TASK STATEMENT:
Output the stretch of lines below from the line that contains "pale blue sky." through the line that contains "[0,0,400,301]", copying each one without any change.

··· ITEMS

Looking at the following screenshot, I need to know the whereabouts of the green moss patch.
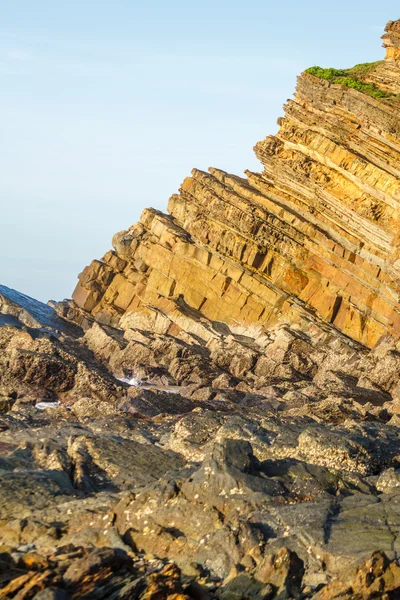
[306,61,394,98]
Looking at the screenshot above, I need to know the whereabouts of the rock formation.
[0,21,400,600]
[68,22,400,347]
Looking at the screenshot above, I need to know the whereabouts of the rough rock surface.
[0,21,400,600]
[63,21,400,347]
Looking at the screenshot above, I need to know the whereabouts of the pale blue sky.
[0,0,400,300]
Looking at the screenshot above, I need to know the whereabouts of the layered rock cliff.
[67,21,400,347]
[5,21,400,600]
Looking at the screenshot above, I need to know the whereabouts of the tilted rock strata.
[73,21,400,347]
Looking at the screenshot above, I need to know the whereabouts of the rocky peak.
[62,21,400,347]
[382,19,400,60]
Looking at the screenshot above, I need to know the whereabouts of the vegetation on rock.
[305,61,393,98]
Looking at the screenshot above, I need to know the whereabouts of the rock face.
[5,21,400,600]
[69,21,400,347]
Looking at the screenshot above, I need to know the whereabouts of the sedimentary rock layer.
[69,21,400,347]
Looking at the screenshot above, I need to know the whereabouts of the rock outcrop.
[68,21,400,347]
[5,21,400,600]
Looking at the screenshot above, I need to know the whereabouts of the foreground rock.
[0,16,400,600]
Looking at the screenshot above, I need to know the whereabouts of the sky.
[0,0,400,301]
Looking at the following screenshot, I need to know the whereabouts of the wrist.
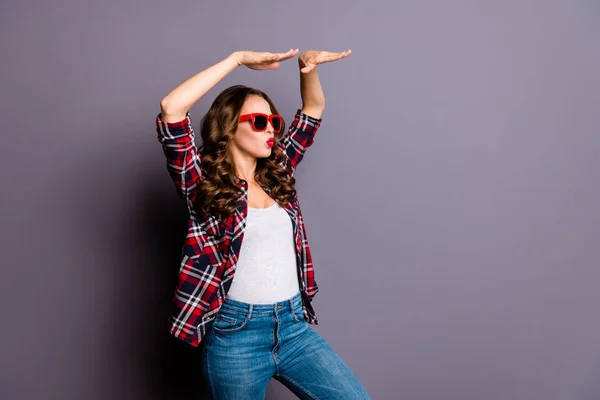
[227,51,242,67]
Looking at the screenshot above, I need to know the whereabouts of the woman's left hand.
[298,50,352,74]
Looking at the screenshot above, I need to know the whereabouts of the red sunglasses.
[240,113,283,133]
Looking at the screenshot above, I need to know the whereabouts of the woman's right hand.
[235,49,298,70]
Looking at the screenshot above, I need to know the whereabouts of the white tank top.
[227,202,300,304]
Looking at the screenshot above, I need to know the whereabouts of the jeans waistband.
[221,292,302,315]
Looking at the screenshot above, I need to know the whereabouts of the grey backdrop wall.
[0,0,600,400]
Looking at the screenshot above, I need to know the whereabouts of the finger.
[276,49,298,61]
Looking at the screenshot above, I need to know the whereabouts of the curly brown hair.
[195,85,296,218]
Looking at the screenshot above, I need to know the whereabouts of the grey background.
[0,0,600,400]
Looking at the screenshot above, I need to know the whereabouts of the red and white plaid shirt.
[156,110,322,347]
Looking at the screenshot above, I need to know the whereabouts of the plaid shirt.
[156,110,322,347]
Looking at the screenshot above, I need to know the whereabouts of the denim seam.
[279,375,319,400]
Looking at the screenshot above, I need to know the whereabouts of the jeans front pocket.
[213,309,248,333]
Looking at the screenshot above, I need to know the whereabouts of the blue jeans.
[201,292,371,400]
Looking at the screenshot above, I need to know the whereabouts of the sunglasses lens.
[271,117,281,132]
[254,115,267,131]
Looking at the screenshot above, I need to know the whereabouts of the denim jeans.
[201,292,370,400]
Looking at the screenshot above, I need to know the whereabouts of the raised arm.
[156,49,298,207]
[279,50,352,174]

······
··· ITEMS

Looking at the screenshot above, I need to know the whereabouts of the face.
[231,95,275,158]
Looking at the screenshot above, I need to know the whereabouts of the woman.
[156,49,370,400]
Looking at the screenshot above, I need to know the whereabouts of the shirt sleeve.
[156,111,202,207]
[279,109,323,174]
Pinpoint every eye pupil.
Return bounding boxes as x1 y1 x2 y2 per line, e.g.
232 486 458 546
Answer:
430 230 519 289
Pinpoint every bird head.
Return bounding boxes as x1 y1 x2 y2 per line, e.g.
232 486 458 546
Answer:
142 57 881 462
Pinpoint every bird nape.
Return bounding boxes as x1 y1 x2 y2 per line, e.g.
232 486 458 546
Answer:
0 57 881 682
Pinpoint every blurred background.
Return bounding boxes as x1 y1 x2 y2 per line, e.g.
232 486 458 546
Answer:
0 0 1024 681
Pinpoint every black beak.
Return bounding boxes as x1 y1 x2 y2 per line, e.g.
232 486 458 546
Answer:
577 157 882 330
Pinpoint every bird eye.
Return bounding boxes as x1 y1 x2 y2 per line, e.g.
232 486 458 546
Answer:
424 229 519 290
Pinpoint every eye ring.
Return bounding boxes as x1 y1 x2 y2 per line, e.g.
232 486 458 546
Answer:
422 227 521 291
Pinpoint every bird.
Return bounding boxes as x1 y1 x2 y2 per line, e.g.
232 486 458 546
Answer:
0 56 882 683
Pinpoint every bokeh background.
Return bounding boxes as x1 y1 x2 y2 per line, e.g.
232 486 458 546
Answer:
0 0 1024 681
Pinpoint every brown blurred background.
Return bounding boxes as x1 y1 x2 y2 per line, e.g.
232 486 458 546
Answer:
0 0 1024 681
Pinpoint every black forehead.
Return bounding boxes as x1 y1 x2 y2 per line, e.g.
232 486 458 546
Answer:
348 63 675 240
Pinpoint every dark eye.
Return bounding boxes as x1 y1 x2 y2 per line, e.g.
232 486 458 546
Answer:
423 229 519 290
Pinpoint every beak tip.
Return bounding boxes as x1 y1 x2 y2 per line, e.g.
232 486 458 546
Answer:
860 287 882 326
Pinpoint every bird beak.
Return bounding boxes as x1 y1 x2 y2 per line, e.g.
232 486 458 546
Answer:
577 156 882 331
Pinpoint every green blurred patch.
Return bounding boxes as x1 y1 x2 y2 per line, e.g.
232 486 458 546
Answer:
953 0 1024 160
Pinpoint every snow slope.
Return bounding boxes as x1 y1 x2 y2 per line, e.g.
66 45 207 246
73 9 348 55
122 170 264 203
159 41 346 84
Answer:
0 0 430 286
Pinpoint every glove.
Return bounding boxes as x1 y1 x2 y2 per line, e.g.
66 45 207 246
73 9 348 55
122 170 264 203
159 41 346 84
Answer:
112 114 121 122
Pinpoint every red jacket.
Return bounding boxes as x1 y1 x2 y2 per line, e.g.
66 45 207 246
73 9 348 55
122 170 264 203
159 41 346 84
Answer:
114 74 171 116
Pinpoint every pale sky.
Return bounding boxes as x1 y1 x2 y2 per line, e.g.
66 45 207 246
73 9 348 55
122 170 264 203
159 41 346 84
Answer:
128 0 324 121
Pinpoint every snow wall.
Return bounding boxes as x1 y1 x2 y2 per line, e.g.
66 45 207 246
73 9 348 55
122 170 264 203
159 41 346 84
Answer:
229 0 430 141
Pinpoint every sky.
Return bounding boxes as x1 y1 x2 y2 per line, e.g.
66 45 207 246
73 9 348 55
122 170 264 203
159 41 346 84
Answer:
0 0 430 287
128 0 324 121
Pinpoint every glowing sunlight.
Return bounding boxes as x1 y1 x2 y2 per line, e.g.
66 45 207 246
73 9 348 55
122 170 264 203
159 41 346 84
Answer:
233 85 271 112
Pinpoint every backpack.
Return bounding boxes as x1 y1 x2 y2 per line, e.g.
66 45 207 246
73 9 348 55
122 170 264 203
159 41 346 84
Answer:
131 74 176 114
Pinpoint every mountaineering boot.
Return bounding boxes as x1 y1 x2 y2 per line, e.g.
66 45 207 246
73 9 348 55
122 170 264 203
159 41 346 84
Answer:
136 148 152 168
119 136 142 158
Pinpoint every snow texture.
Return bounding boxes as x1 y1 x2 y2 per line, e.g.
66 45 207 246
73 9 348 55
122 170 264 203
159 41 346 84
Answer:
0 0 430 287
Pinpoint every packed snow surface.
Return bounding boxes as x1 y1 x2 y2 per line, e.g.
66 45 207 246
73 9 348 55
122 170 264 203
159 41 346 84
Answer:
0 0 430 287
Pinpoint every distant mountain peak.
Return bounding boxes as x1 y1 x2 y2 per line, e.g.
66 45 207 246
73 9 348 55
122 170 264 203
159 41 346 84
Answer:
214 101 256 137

······
··· ITEMS

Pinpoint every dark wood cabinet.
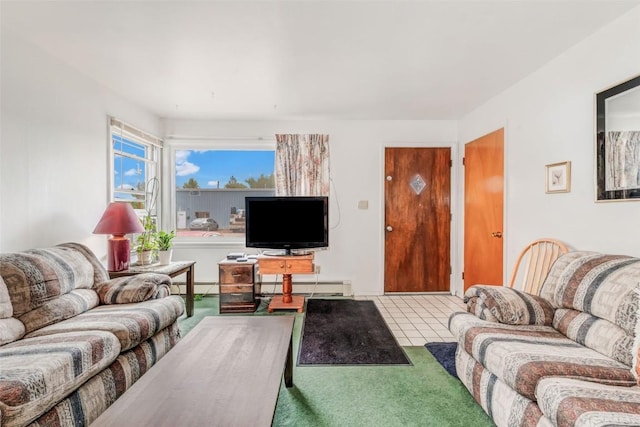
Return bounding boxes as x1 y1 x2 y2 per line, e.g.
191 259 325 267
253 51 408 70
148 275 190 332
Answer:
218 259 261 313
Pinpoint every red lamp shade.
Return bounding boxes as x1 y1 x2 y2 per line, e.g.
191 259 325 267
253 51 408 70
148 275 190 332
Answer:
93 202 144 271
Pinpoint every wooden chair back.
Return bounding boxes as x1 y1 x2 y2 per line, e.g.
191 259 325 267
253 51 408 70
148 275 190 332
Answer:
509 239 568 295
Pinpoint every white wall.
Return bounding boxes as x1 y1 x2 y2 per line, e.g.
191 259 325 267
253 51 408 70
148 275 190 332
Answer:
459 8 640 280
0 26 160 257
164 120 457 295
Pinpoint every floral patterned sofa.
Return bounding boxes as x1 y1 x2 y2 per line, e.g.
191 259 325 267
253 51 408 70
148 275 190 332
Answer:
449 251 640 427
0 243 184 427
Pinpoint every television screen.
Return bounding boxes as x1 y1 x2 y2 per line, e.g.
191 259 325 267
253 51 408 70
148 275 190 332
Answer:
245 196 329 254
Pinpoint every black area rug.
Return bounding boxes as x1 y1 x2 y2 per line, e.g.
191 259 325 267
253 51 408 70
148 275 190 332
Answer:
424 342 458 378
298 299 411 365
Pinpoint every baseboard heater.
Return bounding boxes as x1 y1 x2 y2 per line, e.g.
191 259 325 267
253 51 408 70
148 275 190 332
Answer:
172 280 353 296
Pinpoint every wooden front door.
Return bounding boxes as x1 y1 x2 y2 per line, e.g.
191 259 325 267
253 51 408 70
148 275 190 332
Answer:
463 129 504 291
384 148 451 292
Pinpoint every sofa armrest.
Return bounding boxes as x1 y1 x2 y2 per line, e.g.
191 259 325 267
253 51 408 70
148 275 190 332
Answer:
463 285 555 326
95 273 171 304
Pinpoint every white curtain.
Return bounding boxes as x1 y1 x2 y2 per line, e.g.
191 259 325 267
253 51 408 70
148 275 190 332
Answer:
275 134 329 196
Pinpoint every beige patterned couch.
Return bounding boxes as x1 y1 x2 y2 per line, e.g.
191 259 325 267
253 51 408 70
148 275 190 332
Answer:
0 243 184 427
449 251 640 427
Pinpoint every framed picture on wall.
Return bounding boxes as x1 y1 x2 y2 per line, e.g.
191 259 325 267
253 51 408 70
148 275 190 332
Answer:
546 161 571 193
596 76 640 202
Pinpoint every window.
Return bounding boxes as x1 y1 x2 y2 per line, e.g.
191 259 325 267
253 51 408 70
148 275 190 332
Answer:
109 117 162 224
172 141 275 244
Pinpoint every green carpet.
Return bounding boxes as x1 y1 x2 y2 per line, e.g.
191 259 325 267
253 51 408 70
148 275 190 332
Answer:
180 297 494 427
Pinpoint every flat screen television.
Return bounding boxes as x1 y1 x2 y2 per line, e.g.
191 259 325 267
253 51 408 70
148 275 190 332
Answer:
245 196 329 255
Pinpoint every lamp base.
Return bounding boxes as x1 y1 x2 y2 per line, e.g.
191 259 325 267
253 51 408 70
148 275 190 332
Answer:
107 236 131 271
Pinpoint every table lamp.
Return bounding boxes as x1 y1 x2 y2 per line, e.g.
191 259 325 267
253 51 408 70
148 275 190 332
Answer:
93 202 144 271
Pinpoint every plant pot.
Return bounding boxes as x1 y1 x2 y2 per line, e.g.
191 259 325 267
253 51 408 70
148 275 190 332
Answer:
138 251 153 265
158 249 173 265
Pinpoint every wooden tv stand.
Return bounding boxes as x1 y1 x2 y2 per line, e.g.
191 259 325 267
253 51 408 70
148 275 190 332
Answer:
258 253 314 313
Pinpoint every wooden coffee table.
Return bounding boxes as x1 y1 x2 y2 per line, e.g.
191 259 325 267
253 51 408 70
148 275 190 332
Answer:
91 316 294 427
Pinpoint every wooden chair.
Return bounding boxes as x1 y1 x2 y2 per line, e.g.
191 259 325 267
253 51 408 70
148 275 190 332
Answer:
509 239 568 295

······

THE ANSWER:
Looking at the screenshot above, I need to know the whereabouts of the pale blue sky.
[0,0,400,300]
Looking at the screenshot above, I need to know the whereabouts of the layered rock cliff.
[67,21,400,347]
[5,21,400,600]
Looking at the screenshot above, I need to know the whereabouts of the tilted rock strata.
[73,21,400,347]
Looking at the screenshot above, I need to know the whereabouts of the rocky peak.
[62,21,400,347]
[382,19,400,60]
Looking at the screenshot above, I need to know the whereabouts of the vegetation on rock.
[305,61,393,98]
Looking at the screenshot above, I need to know the whereabouts of the rock face.
[5,21,400,600]
[69,21,400,347]
Looking at the screenshot above, I need to know the whereabouts of the sedimentary rock layer.
[69,21,400,347]
Looking at the screenshot above, I need to know the whereabouts of the rock outcrop.
[68,21,400,347]
[5,21,400,600]
Looking at the screenshot above, I need to know the whereabouts of the foreground rock.
[0,16,400,600]
Looking at the screenshot above, I need to know the whereabouts of the sky.
[0,0,400,301]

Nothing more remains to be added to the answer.